#### Dataset records

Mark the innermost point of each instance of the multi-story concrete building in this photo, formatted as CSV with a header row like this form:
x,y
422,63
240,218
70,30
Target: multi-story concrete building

########

Objective
Please rewrite the listing with "concrete" changed to "brick" and every other part kept the same.

Exercise response
Mark the innermost point of each instance of the multi-story brick building in this photo, formatted as CSV with a header row like this form:
x,y
422,63
240,218
70,30
Target: multi-story brick building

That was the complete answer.